## PASSAGE SHOWN

■ ■ ■ ■ ■ ■ ■

What the hell is there to speculate about, Aileen? The I.R.C. Section 2010 Unified Credit Exemption threshold for filing went from an applicable exclusion equivalent of $625,000 in 1998, to $650,000 in 1999, to $675,000 in 2000 and 2001, to a cool even $1,000,000 in 2002 and 2003. This means that the estate of a decedent dying in 1998 didn't have to file unless he or she was worth at least $625,000 [I shall not now get into the Gift Tax adjustment], but the estate of a decedent dying in 2002 or 2003 was off the hook unless the dear departed was a millionaire.

[And for $2004 and 2005 the threshold goes to $1.5 million!].

The thought that the IRS's own E&G head honcha might be so clueless is very disconcerting. I sure hope that Ms. Condon's speech was misreported!

Friday, June 09, 2006

IRS loses file again:

In a yet to be officially reported case (which may well never be officially reported), the IRS lost the taxpayer's administrative file, but the taxpayer was unable to prove the IRS's assessment incorrect, and so, judgment was entered against the taxpayer.

The case is United States v. David A. Williams, 2006 TNT 111-16, (M.D.Pa., No. 3:04-CV-0394, 15 March 2006).

Critical as I am about the IRS, my heart doesn't really bleed all that much for the taxpayer involved for the following reasons:

A. Mr. Williams did not file his 1987 and 1988 tax returns until 2002.

B. Mr. Williams failed to substantiate all of his claimed dependency exemptions. He was able to come up with the birth certificates for 2 of his children, but unable to show birth certificates for the other 2 (nor even any evidence that they resided with him or were dependent upon him).

C. The title certificate for a motor vehicle claimed as a business expense was incomplete (and possibly intentionally occluded when a copy was made).

The Court was not impressed with the sparse evidence presented by Mr. Williams, and so, the assessments reflected on the IRS's transcript were deemed to be correct because Mr. Williams was unable to overcome the presumption of correctness to which the IRS is entitled.

My post of 23 December 2005 discusses a CPA who failed to file his own tax return timely. The system is inherently biased against late filers.

[If this posting does not seem to reflect the usual degree of thought and research that I put into other postings, it is because I am very, very, VERY swamped now. Much has happened which otherwise would elicit a comment from me, but I have had to pass it up.

■ ■ ■ ■ ■ ■ ■

## INFORMATION

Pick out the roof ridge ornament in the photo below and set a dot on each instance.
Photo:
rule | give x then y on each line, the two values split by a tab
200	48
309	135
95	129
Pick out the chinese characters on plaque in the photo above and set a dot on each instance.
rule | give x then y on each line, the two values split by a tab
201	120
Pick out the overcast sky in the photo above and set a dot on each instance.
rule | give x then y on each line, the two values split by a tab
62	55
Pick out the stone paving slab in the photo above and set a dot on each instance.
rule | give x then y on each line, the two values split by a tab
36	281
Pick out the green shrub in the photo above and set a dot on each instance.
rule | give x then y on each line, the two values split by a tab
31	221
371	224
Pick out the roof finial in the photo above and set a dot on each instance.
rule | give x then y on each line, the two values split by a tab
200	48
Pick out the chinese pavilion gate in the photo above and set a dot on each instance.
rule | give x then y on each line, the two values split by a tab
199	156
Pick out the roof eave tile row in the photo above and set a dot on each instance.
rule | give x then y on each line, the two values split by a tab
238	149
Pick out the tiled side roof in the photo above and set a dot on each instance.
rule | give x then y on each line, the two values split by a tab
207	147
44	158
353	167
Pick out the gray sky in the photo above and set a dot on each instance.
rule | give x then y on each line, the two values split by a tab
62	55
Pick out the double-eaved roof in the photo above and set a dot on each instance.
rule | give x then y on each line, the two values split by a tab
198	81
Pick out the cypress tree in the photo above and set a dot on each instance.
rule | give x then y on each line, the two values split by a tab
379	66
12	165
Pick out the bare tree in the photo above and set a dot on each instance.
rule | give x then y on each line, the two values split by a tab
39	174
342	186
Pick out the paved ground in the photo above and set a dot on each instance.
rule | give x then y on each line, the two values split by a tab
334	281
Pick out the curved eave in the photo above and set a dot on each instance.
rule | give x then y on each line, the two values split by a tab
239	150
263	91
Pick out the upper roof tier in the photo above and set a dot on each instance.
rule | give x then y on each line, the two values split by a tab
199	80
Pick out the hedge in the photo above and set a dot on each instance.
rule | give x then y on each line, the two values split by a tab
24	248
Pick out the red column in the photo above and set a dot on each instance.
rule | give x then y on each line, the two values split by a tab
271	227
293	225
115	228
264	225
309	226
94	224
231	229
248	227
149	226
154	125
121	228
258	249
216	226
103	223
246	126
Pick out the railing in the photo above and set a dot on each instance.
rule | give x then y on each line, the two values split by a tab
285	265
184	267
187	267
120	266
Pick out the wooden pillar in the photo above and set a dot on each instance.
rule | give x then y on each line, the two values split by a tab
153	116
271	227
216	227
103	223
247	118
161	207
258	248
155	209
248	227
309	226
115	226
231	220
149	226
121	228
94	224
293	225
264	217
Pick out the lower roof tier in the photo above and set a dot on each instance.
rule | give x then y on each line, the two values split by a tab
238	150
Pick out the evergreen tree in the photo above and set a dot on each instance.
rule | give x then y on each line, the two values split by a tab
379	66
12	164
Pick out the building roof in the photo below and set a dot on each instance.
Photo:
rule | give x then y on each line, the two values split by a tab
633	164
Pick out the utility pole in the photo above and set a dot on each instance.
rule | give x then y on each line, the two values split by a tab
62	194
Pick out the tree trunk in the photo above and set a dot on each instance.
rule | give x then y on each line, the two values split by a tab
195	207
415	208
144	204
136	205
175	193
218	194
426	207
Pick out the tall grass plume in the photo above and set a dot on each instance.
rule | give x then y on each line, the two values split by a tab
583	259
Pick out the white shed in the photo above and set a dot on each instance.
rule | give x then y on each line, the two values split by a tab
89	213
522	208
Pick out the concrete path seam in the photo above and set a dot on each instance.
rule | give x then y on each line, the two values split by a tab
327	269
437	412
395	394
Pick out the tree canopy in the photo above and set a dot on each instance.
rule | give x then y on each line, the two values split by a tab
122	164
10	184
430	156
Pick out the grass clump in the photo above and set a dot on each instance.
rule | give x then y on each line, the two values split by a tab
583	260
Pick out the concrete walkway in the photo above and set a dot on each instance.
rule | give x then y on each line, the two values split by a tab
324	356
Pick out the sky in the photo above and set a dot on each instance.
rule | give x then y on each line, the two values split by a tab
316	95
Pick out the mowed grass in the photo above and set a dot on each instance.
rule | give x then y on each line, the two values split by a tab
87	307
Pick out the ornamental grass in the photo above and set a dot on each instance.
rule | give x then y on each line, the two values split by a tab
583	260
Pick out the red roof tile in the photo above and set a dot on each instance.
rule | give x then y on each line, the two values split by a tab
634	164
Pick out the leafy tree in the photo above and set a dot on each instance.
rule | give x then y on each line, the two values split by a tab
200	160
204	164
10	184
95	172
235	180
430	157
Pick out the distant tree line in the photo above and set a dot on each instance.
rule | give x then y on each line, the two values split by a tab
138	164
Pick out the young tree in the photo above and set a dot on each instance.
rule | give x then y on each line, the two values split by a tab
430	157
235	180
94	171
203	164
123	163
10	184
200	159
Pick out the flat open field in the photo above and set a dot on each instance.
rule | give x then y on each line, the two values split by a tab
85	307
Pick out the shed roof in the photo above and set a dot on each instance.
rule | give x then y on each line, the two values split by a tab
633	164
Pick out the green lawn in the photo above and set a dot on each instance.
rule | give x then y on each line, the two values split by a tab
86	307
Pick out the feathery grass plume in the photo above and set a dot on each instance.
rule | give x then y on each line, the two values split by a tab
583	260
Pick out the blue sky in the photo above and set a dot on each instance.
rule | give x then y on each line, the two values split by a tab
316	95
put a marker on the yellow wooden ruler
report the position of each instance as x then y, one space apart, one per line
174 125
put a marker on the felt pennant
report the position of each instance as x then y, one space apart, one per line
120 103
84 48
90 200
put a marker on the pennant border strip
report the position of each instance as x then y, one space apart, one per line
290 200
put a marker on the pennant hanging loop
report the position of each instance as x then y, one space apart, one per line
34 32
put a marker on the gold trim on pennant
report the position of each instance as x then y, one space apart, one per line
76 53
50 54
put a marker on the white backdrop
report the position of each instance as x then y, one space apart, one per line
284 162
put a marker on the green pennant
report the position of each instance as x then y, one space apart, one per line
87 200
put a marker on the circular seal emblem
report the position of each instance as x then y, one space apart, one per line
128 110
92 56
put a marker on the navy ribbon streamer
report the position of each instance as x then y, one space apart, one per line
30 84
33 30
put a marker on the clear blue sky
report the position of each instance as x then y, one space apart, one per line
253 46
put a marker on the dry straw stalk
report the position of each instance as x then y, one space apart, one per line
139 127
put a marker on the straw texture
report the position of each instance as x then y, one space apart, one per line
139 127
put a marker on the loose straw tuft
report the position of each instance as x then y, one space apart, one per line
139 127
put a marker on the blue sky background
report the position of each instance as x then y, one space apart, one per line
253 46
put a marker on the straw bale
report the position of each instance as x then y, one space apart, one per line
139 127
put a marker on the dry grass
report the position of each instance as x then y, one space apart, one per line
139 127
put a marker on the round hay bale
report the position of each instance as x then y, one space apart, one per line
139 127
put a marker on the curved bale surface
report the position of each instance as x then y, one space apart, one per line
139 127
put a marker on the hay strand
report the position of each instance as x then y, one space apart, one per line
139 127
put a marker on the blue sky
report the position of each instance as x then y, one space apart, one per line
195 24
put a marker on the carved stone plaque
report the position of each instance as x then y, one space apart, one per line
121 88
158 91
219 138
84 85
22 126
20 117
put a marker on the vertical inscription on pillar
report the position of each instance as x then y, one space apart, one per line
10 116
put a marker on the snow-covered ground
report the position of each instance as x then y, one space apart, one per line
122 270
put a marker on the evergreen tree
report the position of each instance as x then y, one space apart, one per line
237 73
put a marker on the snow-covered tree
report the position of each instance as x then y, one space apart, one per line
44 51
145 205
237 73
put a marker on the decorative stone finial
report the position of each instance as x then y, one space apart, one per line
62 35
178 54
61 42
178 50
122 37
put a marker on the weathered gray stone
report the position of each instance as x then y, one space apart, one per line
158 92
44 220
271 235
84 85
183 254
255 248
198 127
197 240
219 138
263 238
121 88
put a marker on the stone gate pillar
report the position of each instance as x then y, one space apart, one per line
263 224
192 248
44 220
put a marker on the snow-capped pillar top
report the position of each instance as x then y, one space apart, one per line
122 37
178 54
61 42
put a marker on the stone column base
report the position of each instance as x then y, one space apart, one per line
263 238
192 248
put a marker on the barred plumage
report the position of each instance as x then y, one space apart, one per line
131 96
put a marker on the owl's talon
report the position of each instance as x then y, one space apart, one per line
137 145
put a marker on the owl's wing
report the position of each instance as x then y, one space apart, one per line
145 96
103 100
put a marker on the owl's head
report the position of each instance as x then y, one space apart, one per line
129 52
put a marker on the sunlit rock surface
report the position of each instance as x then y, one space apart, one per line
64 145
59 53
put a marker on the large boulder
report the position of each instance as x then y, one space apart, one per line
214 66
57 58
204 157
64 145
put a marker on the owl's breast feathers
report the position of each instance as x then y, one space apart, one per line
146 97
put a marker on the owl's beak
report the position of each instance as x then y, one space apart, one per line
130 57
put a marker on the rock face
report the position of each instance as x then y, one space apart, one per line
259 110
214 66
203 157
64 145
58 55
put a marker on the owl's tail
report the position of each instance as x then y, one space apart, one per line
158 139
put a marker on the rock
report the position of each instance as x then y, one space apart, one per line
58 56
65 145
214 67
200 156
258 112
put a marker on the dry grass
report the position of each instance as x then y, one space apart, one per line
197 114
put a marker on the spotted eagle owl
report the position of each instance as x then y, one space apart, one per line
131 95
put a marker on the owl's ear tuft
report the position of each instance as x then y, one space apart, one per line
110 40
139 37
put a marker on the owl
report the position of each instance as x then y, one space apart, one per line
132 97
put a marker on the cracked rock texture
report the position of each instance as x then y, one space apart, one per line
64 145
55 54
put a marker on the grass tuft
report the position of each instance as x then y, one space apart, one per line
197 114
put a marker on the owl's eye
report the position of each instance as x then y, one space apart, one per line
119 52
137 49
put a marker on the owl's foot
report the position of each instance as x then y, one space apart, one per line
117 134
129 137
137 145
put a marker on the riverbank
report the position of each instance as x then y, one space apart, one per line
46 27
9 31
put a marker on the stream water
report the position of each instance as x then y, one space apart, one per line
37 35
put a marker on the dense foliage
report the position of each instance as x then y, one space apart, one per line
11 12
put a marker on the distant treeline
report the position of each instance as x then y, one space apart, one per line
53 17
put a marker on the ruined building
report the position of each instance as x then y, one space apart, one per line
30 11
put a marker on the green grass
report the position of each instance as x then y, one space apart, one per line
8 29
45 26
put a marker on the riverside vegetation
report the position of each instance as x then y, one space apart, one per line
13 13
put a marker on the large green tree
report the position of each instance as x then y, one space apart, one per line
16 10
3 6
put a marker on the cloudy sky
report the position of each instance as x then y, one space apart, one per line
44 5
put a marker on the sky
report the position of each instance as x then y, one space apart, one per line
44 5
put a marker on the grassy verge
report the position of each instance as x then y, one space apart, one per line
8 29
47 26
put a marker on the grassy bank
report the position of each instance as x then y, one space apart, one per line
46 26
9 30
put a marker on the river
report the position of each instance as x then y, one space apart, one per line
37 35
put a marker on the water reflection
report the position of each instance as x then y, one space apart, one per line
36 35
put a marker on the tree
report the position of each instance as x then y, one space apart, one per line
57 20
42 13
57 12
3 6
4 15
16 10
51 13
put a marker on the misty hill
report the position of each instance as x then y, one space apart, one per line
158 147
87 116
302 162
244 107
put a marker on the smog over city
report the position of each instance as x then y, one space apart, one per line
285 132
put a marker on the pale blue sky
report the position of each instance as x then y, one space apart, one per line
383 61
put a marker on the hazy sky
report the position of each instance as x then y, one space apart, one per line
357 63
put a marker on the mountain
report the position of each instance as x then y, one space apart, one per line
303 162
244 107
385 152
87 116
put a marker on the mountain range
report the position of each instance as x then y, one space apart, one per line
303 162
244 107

■ ■ ■ ■ ■ ■ ■

## YOUR TASKS
[1] Answer these from the tax blog excerpt:
(a) What was the applicable exclusion threshold in 2000 and 2001?
(b) In what year did Mr. Williams file his 1987 and 1988 tax returns?
(c) For how many of his children could Mr. Williams produce birth certificates?
[2] Can you carry the tax blog excerpt on from where it stops?
The entries have nothing to do with the tax blog excerpt.

## OUTPUTS FOR THE TASKS
[1]
(a) $675,000
(b) 2002
(c) 2

[2]
In addition to my normal routine, I am teaching an undergrad Summer Session course in Business Law (and am only posting this because I need a break from grading the assignments that were handed in yesterday). This I can generally wing from last year's lecture notes. The real time and energy drain is the graduate Estate & Gift Tax course I am slated to teach, for the first time, during the 2nd Summer Session. For this I must tool up from scratch, which wouldn't be so bad, except that Congress is now fighting it out as to the future of the Estate Tax, so much of the lecture notes I am now assembling may well be inapplicable when I start teaching the course in less than one month. So things will likely grow very busy over the next month, which likely will not facilitate too many postings.]

And Congress must do something about the Estate Tax, because as matters currently stand, it will totally disappear on 1 January 2010, and then suddenly reappear with respect to decedents dying on or after 1 January 2011. From a taxation point of view, lots of wealthy people would be worth more to their children and other heirs if they died in 2010 than in 2011 or afterward. It would therefore not be unsurprising in the least if, during the final weeks of 2010, a greater than statistically expected number of older wealthy people were to die under unexplained or unusual circumstances.

And because, in many localities, the long-tenured police detectives typically have "use it or lose it" annual leave at the end of a given calendar year, the law enforcement authorities will be ill-postured to investigate the mysterious deaths until the detectives return from extended winter vacation.